Point annotation rows
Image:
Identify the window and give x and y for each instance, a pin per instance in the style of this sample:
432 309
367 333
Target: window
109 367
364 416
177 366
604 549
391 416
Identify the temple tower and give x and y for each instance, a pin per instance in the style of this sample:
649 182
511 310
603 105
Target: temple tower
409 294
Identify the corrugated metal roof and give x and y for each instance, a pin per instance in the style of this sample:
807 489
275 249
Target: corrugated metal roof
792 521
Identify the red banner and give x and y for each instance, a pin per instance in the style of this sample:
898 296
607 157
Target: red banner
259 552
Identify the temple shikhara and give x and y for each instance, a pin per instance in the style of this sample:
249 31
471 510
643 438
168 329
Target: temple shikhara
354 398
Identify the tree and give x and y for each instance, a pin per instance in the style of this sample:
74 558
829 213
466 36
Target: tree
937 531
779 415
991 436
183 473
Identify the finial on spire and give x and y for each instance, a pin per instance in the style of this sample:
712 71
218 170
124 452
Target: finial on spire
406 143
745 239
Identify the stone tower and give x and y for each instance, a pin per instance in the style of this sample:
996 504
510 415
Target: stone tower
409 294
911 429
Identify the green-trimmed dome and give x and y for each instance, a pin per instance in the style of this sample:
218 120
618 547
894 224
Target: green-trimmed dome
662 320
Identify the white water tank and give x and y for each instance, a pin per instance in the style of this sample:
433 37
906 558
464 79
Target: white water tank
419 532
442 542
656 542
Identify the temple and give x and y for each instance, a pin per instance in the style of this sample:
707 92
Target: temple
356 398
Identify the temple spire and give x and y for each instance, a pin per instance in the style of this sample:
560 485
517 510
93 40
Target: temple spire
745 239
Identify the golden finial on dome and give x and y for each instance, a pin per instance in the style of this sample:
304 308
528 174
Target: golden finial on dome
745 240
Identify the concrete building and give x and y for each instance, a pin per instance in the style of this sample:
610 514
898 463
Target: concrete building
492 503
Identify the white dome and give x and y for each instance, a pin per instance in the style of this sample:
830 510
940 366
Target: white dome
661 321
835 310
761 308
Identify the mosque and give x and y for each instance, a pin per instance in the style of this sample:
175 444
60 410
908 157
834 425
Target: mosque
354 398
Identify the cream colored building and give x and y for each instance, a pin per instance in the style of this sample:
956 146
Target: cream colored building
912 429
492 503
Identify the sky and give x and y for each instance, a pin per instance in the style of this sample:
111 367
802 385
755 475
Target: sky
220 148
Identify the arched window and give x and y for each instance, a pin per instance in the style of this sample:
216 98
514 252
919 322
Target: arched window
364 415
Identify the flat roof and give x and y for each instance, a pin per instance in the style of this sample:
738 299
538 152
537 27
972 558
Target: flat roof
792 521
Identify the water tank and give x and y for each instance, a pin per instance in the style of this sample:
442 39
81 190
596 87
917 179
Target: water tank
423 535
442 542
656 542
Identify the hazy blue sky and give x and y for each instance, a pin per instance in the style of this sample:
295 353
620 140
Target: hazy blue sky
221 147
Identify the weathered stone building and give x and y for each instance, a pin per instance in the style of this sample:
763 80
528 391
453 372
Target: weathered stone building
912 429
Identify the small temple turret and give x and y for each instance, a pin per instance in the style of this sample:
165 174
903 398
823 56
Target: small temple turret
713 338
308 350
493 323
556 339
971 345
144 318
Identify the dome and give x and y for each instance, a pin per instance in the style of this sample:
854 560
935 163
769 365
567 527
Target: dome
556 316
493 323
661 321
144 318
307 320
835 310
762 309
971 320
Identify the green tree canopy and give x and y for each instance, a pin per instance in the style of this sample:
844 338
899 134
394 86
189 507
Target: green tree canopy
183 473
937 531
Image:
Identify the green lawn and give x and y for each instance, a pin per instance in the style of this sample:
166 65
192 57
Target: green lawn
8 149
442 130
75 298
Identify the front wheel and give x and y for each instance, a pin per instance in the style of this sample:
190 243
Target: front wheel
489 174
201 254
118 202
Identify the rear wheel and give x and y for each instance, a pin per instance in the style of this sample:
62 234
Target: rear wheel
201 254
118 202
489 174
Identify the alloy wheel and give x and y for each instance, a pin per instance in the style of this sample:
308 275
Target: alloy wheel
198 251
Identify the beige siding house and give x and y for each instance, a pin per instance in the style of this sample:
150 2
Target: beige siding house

• _THE PROBLEM_
Copy out all of the rows above, line for line, without changing a single character.

• _WRITTEN SOLUTION_
Image:
Identify the window and give x and y for each instance, a pin per instance in the style of this sample:
432 309
367 333
Target: window
109 367
364 416
177 366
604 549
391 416
Identify the temple tower and give x and y for each instance, a pin per instance in the style of this sample:
649 182
511 310
603 105
Target: temple tower
409 294
Identify the corrugated metal roof and give x and y for each instance, a pin per instance in the style of this sample:
807 489
275 249
Target: corrugated metal roof
792 521
Identify the red banner and give x and y for each instance, a pin per instance in the style of this sample:
898 296
607 157
Target: red banner
259 552
Identify the temple shikhara and give x and y for each instance, a pin per instance in the style of this sample:
249 31
471 510
643 438
168 329
Target: temple shikhara
354 398
Identify the tree and give x and y for each instance, a pin per instance in the style of this sample:
74 558
829 213
466 36
Target: tree
937 531
779 415
991 436
183 473
Identify the finial on spire and give x and y for each instance, a pin per instance in the style of this sample:
712 71
218 170
124 452
Target: finial on spire
406 143
745 239
Identify the stone tower and give x and y for each instance, a pin per instance in the style of this sample:
996 504
510 415
Target: stone tower
409 294
911 429
Identify the green-trimmed dome and give x and y for each instance, a pin per instance in the style of this sample:
218 120
618 547
894 224
Target: green-trimmed dome
662 320
Identify the white water tank and give x and y for each instance, a pin per instance in the style of this sample:
433 37
906 558
464 79
Target: white water tank
419 532
442 542
656 542
Identify the temple and give x and y for each instance, a pin per instance in the style of this sample:
707 92
Target: temple
356 398
Identify the temple spire and give x and y for each instance, a pin per instance in the style of this sample:
560 485
517 510
93 40
Target: temple spire
745 239
Identify the golden finial on dome and give x and y for each instance, a pin per instance in the style of this sample:
304 308
528 174
Target: golden finial on dome
745 240
Identify the concrete building and give x and y for each instance, a pin per instance in the style of this sample:
610 514
898 463
Target: concrete building
492 503
Identify the white dome and give x and y for each instance, a pin per instance in the style of this sample:
830 510
940 366
Target: white dome
661 321
835 310
761 308
Identify the mosque and give x and y for each instance, a pin per instance in the style of this sample:
175 444
60 410
908 157
834 425
Target: mosque
354 398
Identify the cream colored building and give x and y for each instance, a pin per instance in the style of this sample:
956 146
Target: cream colored building
912 429
492 503
Identify the sky and give x and y for each instance, a pin per instance in the style of this sample:
111 367
802 385
755 475
Target: sky
220 148
Identify the arched window and give x and y for each instance, a pin per instance in the style of this sample:
216 98
514 252
919 322
Target: arched window
364 415
Identify the flat roof and give x and y for each instance, a pin per instance in the style of this sample:
738 299
538 152
537 27
972 558
Target: flat roof
792 521
Identify the water tank and give x and y for each instance, a pin per instance in the style of this sample:
442 39
81 190
596 87
917 179
Target: water tank
423 535
442 542
656 542
Identify the hazy blue sky and give x and y for each instance, a pin per instance in the style of this sample:
295 353
620 140
Target: hazy blue sky
221 147
Identify the weathered stone building and give x and y for each instance, a pin per instance in the style of this sample:
763 80
528 391
453 372
Target: weathered stone building
912 429
Identify the small temple turret and give x and y for each instance, a pin per instance in the style of this sample:
165 174
903 398
823 56
Target: small temple turret
713 338
308 350
493 323
556 339
971 345
144 318
Identify the dome and give x and y for each instance, a pin per instance in the style of this sample:
854 560
935 163
769 365
567 527
Target: dome
556 316
493 323
661 321
144 318
307 320
835 310
762 309
971 320
Identify the green tree canopy and give x and y for each instance, a pin per instance in the style of this sample:
844 338
899 134
394 86
189 507
Target: green tree canopy
183 473
937 531
Image:
Identify the green lawn and give x and y for each instance, a pin per instance in the style of this sample:
166 65
192 57
Target: green lawn
8 149
442 130
75 298
Identify the front wheel and give x and y for each instance, a pin per instance in the style of this sample:
190 243
Target: front wheel
489 174
201 254
118 202
Identify the rear wheel and give x and y for each instance, a pin per instance in the style of this sample:
62 234
Target: rear wheel
201 254
118 202
489 174
Identify the alloy wheel and give x and y for each instance, a pin per instance in the style of this sample:
308 275
Target: alloy wheel
198 251
Identify the beige siding house and give x and y for each instance, a pin per instance in the style of this sample:
150 2
Target: beige siding house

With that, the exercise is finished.